Required work: Replace "one point per instance" with "one point per object" throughout the items below, keeping everything else the same. Leave the pictures out of your version.

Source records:
○ ○ ○ ○

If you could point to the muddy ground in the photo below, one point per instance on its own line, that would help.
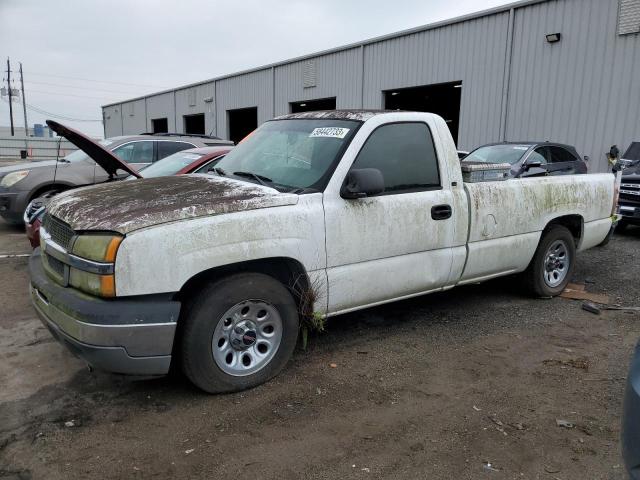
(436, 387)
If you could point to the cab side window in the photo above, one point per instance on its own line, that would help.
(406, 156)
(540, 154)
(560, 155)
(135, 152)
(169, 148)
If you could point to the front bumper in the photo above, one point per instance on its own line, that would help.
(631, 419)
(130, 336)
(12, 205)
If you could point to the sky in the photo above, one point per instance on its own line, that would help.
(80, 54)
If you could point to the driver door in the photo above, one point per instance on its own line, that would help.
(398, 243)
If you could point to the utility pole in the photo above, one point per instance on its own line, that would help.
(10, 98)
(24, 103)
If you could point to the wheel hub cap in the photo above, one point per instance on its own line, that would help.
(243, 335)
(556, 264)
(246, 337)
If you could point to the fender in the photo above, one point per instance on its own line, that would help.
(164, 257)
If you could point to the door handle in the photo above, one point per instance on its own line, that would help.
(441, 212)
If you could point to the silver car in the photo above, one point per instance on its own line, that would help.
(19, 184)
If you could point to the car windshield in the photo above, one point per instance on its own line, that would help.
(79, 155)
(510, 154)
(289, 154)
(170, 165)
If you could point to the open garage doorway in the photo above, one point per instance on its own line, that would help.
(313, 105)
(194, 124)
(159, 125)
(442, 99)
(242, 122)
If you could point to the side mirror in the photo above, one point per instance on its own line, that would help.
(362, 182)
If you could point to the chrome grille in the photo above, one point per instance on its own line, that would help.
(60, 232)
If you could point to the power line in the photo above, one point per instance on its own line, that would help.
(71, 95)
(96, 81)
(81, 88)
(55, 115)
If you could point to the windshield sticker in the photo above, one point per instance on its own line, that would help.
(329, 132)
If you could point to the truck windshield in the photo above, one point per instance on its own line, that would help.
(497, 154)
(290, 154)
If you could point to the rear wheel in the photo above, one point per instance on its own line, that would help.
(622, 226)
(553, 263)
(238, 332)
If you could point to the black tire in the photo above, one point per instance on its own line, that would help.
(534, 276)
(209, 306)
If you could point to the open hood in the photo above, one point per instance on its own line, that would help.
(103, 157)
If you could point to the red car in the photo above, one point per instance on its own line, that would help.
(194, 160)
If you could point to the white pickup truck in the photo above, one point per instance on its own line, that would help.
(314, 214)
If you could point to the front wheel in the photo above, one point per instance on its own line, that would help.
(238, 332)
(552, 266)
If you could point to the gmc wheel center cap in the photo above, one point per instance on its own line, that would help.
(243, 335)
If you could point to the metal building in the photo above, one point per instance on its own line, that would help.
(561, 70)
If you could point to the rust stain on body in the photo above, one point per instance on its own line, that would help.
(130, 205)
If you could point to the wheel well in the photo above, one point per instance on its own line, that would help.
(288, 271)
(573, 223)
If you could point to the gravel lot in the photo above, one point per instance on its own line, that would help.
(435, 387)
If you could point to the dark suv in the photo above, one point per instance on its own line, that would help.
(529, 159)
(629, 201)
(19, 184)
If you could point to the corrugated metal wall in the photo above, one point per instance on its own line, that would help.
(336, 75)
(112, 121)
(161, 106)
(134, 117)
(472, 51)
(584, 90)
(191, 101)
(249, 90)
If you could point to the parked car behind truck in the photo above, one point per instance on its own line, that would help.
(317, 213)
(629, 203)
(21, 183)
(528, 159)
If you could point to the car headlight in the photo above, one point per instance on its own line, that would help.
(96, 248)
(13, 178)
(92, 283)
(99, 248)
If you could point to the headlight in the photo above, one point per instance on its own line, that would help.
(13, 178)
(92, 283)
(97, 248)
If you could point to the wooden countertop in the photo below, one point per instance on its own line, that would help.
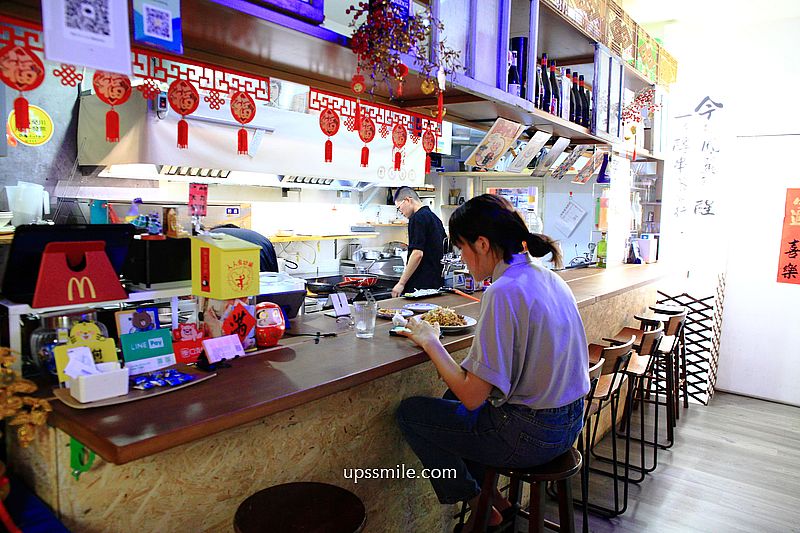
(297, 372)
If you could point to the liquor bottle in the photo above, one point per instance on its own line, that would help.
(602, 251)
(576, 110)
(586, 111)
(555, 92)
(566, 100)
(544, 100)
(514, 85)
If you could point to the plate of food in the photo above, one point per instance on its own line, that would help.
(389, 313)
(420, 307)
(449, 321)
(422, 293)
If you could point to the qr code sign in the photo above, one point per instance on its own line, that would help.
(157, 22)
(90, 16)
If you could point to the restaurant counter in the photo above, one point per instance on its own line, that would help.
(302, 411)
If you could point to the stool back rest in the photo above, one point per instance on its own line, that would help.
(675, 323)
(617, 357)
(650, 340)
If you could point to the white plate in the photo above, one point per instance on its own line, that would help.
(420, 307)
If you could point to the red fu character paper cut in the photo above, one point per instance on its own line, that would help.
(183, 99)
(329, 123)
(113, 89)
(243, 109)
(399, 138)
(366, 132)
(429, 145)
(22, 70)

○ ○ ○ ○

Response to this task:
If you could point to the muddy ground in the photo below, one point per object on its own line, that would help.
(436, 387)
If you could point to the cab side window in the photo above, one point per object on its own line, that would help.
(406, 156)
(540, 154)
(560, 155)
(135, 152)
(169, 148)
If you could point to the front bumper in the photo above, one point per object on its own line, that would help.
(631, 419)
(130, 336)
(12, 205)
If you could point to the sky in the photo above, one point per object on its own line, that would help.
(80, 54)
If you could point to the driver door in the photo above, one point per object on its own line, that would help.
(398, 243)
If you could point to the utility pole in the photo above, one point per object on its own line, that would help.
(10, 98)
(24, 103)
If you could point to the wheel hub cap in the photo above, one point per object on its own line, that would help.
(243, 335)
(556, 264)
(246, 337)
If you could point to the fender in the photo above, one point per object on its own line, that would help.
(164, 257)
If you could point to the door handle in the photo above, one point per object on its own line, that would help.
(441, 212)
If you could point to the silver car in the photo above, one point per object on its own line, that would help.
(19, 184)
If you could point to the car windshield in the photo above, one point per object on its own line, that would help.
(79, 155)
(510, 154)
(289, 154)
(170, 165)
If you could point to the open garage doorway in the photo above, one point per object on its own line, that would help.
(313, 105)
(194, 124)
(159, 125)
(442, 99)
(242, 122)
If you could point to the side mirror in the photo above, one point per object on its own line, that would help.
(362, 182)
If you could point to the chrome grille in the photo above, one point per object on its own line, that would help.
(60, 232)
If you could point to the power line in the photo above, one point per object on its own line, that would help.
(71, 95)
(96, 81)
(81, 88)
(55, 115)
If you could point to the windshield sticker in the photo above, one point per object on its own line, that would help.
(329, 132)
If you could point to the truck windshield in the photo above, one point per object on its own line, that would help.
(497, 154)
(290, 154)
If you could point to the rear wheel in the photo above, one point per object on its own line, that would help.
(622, 226)
(553, 263)
(238, 332)
If you could point to the black tire in the photo above, one point per object on its own line, that would help.
(534, 276)
(209, 306)
If you could point to the open hood in the photo above, one point per object on its own line, that would help.
(103, 157)
If you could point to the red car in the photo above, one point per object on its own line, that would help.
(194, 160)
If you could point to the white pickup truck in the photo above, one point per object on its own line, that would help.
(314, 214)
If you could point to the front wheel in the photo above, one point per object on its own line, that would help.
(238, 332)
(552, 266)
If you could point to the gmc wheel center cap in the photo above, one point per object on its own line, that would help.
(243, 335)
If you could point to the metal building in the photo above, one point per object on its own line, that would help.
(561, 70)
If you could point to the rust stain on body in the photo above, one point per object on its own line, that would help.
(130, 205)
If you could point to the wheel well in the photo above, one point per object on its own line, that would help.
(288, 271)
(573, 223)
If you could point to the gravel lot in the photo above, one point per object on its own line, that would help.
(435, 387)
If you could point to the dark suv in the photo above, one point per object on its own line, that would help.
(529, 159)
(629, 201)
(19, 184)
If you could point to the corrugated metal wall in the photo above, one point per object on its own line, that would help.
(336, 75)
(112, 121)
(161, 106)
(134, 117)
(472, 51)
(584, 90)
(191, 101)
(249, 90)
If you could point to the parked car behind truck in the photo above, one point per object on its own line, that would help.
(317, 213)
(629, 203)
(21, 183)
(528, 159)
If you could point to the car headlight in the photo above, one point per object on its own line, that would help.
(96, 248)
(13, 178)
(92, 283)
(99, 248)
If you could point to the headlight in the photo above, one point per object on its own line, that would help.
(13, 178)
(92, 283)
(97, 248)
If you could point to the wooden countertop in the photo below, one point per object on its own line, that would help.
(297, 372)
If you could point to the liquor bottle in the photo above, one point per object on its own line, that would help.
(602, 251)
(576, 110)
(586, 111)
(555, 92)
(566, 100)
(544, 100)
(514, 85)
If you could point to the plate of food in the photo above, one point per object on its own line, that would help.
(389, 313)
(420, 307)
(449, 321)
(422, 293)
If you could point to the qr code sign in the photo above, one point per object on its own line, that would help.
(157, 22)
(90, 16)
If you could point to the restaurant counter in the photo above, one point per object on its own line, that would help.
(302, 411)
If you could point to the stool back rest in the photo above, one point per object on its own line, that would help.
(675, 323)
(617, 357)
(650, 340)
If you could point to the white plate in the photo above, one point per object on its own line, that would help.
(420, 307)
If you could point to the red fu character paper cut in the photo above, one point per object on its own line, that would help.
(183, 99)
(329, 123)
(113, 89)
(243, 109)
(399, 138)
(366, 132)
(429, 145)
(22, 70)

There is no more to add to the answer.